> _Vorliegender Auszug_
# Florida über Weihnachten und Sylvester



## Mark_HH (19. August 2013)

Moin zusammen...

ich werde mit meiner Familie nach Florida fliegen, um dort Weihnachten und Sylvester zu verbringen. Wir werden uns über Weihnachten auf den Keys rumtreiben und Sylvester in Miami - South Beach feiern.

Die Flüge sind bereits gebucht... am 17.12. sind wir gegen 14:00 in Miami - wir werden dann den Mietwagen übernehmen und direkt auf die Keys fahren... Wir haben mehrere Unterkünfte zur Auswahl - unser aktueller Favorit ist ein Houseboat an der Bayside von Key Largo. Das Hausboot liegt fest in einer kleinen marina und bekommt sehr gute Bewertungen. Wir werden für den gesamten Zeitraum ein Boot zum fischen mieten. Ich möchte sowohl Backcountry als auch an den Brücken, Riffs und im Ocean (nearshore) fischen. 

Ist Key Largo Bayside der richtige "place to stay" im Dezember? Was für ein Boot würdet ihr mieten um alles abzudecken? Sowas: 22´Angler Grand Bay oder ist was größeres besser für den Ocean? Kann ich mit den 25 Fuß Booten auch Backcountry fischen? Ich kann das Boot direkt an das Houseboat legen... Habt Ihr eine Idee wie lange man mit dem Boot von der Florida Bay ins Meer braucht? Gibt es da noch Durchfahrten/ Kanäle außer Grouper Creek/ Dusenburg Creek oder Tavernier Creek?

> _Zu erledigende Aufgaben_
**1.** Fasse den Forenbeitrag in zwei Sätzen zusammen.
**2.** Gib aus dem Forenbeitrag den Abschnitt wortgetreu aus, beginnend bei „ich werde mit“ und endend bei „South Beach feiern.“.
Das Material steht in keinem Zusammenhang mit dem Forenbeitrag.

> _Bereitgestellte Daten_
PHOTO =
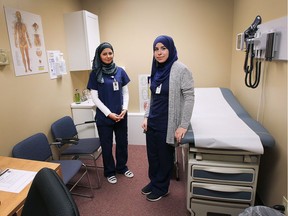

> _Lösungen je Aufgabe_
**1.** Mark_HH will mit der Familie Weihnachten auf den Keys und Silvester in Miami South Beach verbringen und favorisiert als Unterkunft ein Hausboot an der Bayside von Key Largo, wo für den gesamten Zeitraum ein Boot zum Fischen gemietet werden soll. Gefragt wird, ob Key Largo Bayside im Dezember die richtige Wahl ist, welches Boot sich für Backcountry und Ocean eignet, wie lange die Fahrt von der Florida Bay ins Meer dauert und welche Durchfahrten es außer Grouper Creek/Dusenburg Creek und Tavernier Creek gibt.

**2.**
ich werde mit meiner Familie nach Florida fliegen, um dort Weihnachten und Sylvester zu verbringen. Wir werden uns über Weihnachten auf den Keys rumtreiben und Sylvester in Miami - South Beach feiern.